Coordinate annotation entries
* * * *

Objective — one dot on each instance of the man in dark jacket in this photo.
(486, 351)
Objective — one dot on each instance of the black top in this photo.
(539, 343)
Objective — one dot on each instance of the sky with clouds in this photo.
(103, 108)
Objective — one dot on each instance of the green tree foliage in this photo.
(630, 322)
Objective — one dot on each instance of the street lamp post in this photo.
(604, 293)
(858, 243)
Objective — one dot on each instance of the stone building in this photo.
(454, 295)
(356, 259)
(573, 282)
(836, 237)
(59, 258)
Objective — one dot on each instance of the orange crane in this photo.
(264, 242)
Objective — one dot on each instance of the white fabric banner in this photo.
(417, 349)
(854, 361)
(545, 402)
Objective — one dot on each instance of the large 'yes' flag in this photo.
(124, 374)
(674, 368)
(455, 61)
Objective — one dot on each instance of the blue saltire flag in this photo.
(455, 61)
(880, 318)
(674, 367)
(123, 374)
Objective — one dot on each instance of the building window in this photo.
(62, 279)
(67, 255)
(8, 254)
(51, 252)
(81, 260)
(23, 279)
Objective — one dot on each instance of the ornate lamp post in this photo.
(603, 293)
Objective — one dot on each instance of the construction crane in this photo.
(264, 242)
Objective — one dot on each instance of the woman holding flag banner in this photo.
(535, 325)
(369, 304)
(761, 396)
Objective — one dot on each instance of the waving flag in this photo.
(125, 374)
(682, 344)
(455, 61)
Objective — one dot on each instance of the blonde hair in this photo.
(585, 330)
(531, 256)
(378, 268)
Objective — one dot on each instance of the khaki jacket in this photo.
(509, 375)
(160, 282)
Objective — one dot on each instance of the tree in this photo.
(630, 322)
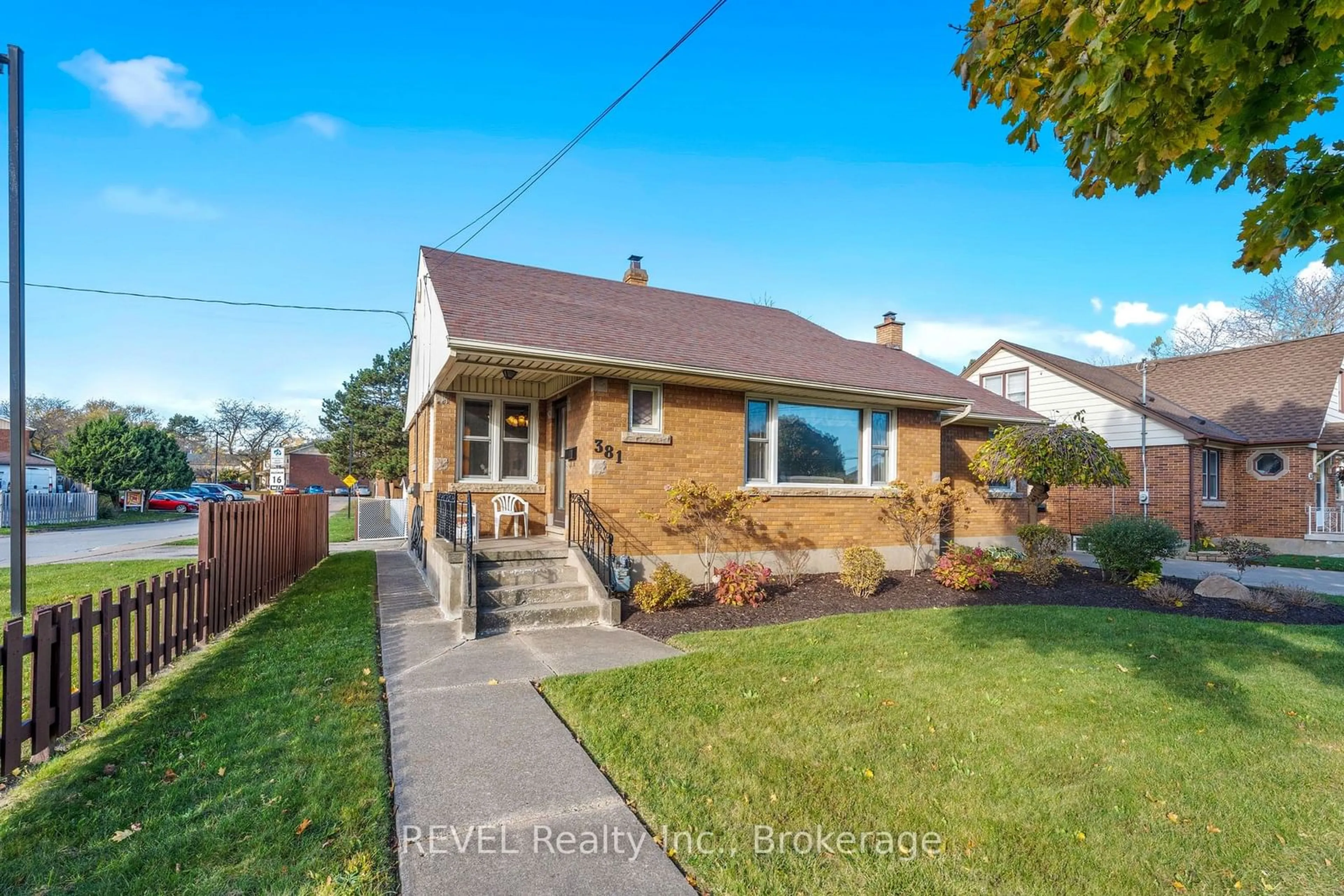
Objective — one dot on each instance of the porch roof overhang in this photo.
(546, 373)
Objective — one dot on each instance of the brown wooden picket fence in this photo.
(92, 651)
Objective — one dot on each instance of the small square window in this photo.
(646, 409)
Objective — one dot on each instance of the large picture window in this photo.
(498, 440)
(796, 444)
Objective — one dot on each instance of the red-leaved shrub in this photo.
(742, 584)
(966, 570)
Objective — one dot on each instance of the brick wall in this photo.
(709, 445)
(1246, 507)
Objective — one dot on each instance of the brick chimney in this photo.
(635, 275)
(890, 331)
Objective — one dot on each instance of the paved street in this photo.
(113, 543)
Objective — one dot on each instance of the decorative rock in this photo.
(1222, 587)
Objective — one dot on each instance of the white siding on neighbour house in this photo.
(429, 344)
(1332, 411)
(1059, 400)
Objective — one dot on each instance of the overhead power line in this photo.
(219, 301)
(514, 195)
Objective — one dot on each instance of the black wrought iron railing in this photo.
(590, 535)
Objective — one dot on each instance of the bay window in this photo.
(498, 440)
(798, 444)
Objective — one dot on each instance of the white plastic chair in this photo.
(509, 506)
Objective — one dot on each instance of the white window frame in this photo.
(1217, 477)
(496, 438)
(658, 408)
(772, 443)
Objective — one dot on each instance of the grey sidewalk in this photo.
(1319, 581)
(483, 768)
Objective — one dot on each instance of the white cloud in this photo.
(1132, 313)
(1315, 272)
(1108, 343)
(1199, 315)
(322, 124)
(158, 203)
(152, 89)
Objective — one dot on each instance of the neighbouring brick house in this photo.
(542, 383)
(1241, 443)
(307, 465)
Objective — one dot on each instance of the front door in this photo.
(560, 496)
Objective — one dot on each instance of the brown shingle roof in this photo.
(1276, 393)
(1113, 383)
(34, 460)
(506, 304)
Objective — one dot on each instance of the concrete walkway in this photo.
(1319, 581)
(494, 795)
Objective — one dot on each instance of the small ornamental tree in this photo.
(918, 511)
(706, 516)
(113, 456)
(1046, 456)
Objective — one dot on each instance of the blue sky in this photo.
(818, 154)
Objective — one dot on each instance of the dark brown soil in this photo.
(823, 595)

* * * *

Objective — Print the complete listing exactly as it stands, without its pictures.

Result of the task —
Objective — one dot on each instance of the man in dark jacket in this photo.
(486, 351)
Objective — one dot on each instance of the black top in this photo.
(539, 343)
Objective — one dot on each instance of the sky with clouds in this photo.
(103, 108)
Objective — one dot on each instance of the green tree foliage in this photo.
(630, 322)
Objective — one dot on each instance of the street lamp post in this photo.
(604, 293)
(858, 243)
Objective — one dot on each instance of the stone building in this photo.
(454, 295)
(356, 259)
(573, 282)
(836, 237)
(59, 258)
Objective — one dot on each instance of the orange crane in this photo.
(264, 242)
Objective — one dot on each instance of the white fabric banner in this photo.
(417, 349)
(854, 361)
(545, 402)
Objective — one dot on each instance of the large 'yes' flag in this photo.
(124, 374)
(674, 368)
(455, 61)
Objective — one dot on each instance of the blue saltire flag in this photo.
(455, 61)
(880, 318)
(674, 367)
(123, 374)
Objective — one dot on each instance of the building window in this photo.
(62, 279)
(67, 255)
(8, 254)
(51, 252)
(81, 260)
(23, 279)
Objective — one dot on each instance of the ornate lamp post in this photo.
(603, 293)
Objective — one dot on each instance of the construction crane in this photo.
(264, 242)
Objective — one dot on each instance of the woman holding flag banner in this photo.
(535, 325)
(369, 304)
(761, 396)
Objective — one dot on each instance of the waving flag in this photo.
(125, 374)
(682, 344)
(455, 61)
Objective — one dot on each instance of the blonde hair in this photo.
(585, 330)
(531, 256)
(378, 268)
Objective — one dot on each instance of the khaki jacket in this photo.
(509, 375)
(160, 282)
Objective — one dot on each instance of the tree in this photo.
(630, 322)
Objective — one dot on each instance of the porch roof overhang in this photo.
(546, 373)
Objective — one dot on each instance of the brown wooden picket fence in this photo.
(92, 651)
Objective — one dot on each instance of the small square window in this photo.
(646, 409)
Objective — one dot on each instance of the large picture window in this photo.
(498, 440)
(796, 444)
Objective — one dot on each instance of the red-leaved shrub in this photo.
(742, 584)
(966, 570)
Objective — one dot on each instance of the brick wall in this photo.
(709, 445)
(1246, 507)
Objective — one dot on each instance of the brick chimney in this photo.
(635, 275)
(890, 331)
Objective — one dot on each instance of the paved street in this photo.
(113, 543)
Objective — one dot on each instance of the decorative rock in this photo.
(1222, 587)
Objective — one dot on each instance of the white siding on neighbour house in this photo.
(429, 344)
(1332, 411)
(1059, 400)
Objective — one dot on each instance of the overhead power line in this photo.
(219, 301)
(514, 195)
Objective — one dot on each instance of the black wrought iron railing in this photo.
(590, 535)
Objective — one dot on each instance of the bay window in this photo.
(498, 440)
(798, 444)
Objective — one dot on each instance of the white plastic chair in this photo.
(509, 506)
Objective — one dot on each instance of the white window frame in this photo.
(1217, 477)
(496, 438)
(658, 408)
(772, 443)
Objective — one dot on each instance of the grey sidewalk in this photo.
(1319, 581)
(483, 768)
Objective — one dot on each instance of the white cloud in this photo.
(1132, 313)
(1315, 272)
(1108, 343)
(1199, 315)
(322, 124)
(158, 203)
(152, 89)
Objective — one dot on each instance of the neighbouring brick house in this photo.
(542, 383)
(1241, 443)
(307, 465)
Objective — one dot on each instance of the front door in this photo.
(560, 496)
Objective — one dot on each instance of the brown shingle roof in this photo.
(1276, 393)
(1113, 383)
(34, 460)
(506, 304)
Objective — one dot on each instance of the concrete walkway in this photo.
(1319, 581)
(494, 795)
Objective — one dot on each instance of the small ornamental tree in this photo.
(918, 511)
(706, 516)
(113, 456)
(1046, 456)
Objective — one dot on each instance of the blue sky in this photo.
(818, 154)
Objective — one dot on each instance of the dark brown soil in this photo.
(823, 595)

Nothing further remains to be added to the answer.